*WORK TASK:*
From the line with "Task: each instance of the sunlit" to the line with "[[266, 169]]", retype every line exactly, including those two, and leave out the rest of the data below.

>>>>

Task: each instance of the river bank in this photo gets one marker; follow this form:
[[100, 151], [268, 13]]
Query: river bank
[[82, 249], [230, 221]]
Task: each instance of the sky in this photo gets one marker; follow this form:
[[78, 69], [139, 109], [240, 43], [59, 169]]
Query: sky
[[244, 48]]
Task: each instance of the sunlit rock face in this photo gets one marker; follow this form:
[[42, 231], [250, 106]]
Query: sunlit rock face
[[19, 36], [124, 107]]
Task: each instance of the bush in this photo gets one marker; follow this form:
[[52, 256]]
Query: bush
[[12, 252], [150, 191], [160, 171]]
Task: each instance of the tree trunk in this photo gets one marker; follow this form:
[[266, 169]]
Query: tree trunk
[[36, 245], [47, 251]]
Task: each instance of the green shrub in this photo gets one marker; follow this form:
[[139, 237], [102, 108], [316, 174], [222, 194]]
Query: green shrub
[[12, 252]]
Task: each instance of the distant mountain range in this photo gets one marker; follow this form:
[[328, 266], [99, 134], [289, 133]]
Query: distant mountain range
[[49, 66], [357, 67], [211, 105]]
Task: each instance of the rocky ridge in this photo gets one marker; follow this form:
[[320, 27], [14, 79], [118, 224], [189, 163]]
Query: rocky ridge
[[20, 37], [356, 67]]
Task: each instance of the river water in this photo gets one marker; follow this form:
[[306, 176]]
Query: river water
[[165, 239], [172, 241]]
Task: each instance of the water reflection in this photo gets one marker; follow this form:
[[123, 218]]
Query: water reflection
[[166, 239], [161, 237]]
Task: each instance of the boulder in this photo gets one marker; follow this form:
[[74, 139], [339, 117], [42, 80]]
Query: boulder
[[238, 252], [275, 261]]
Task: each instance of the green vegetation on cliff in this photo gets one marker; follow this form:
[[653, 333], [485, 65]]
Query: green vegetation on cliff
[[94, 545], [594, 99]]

<<<<

*OUTPUT OF THE EXERCISE:*
Task: each instance of the sunlit rock face in this photo gets one marker; follow this form:
[[42, 231], [250, 106]]
Query: sunlit rock face
[[19, 36], [124, 107]]
Task: each instance of the bush in this photo gets one marker; follow this form:
[[52, 256]]
Query: bush
[[12, 252], [150, 191], [160, 171]]
Task: each instance of the tree trunk in this photo gets one marker; follow this form:
[[266, 169]]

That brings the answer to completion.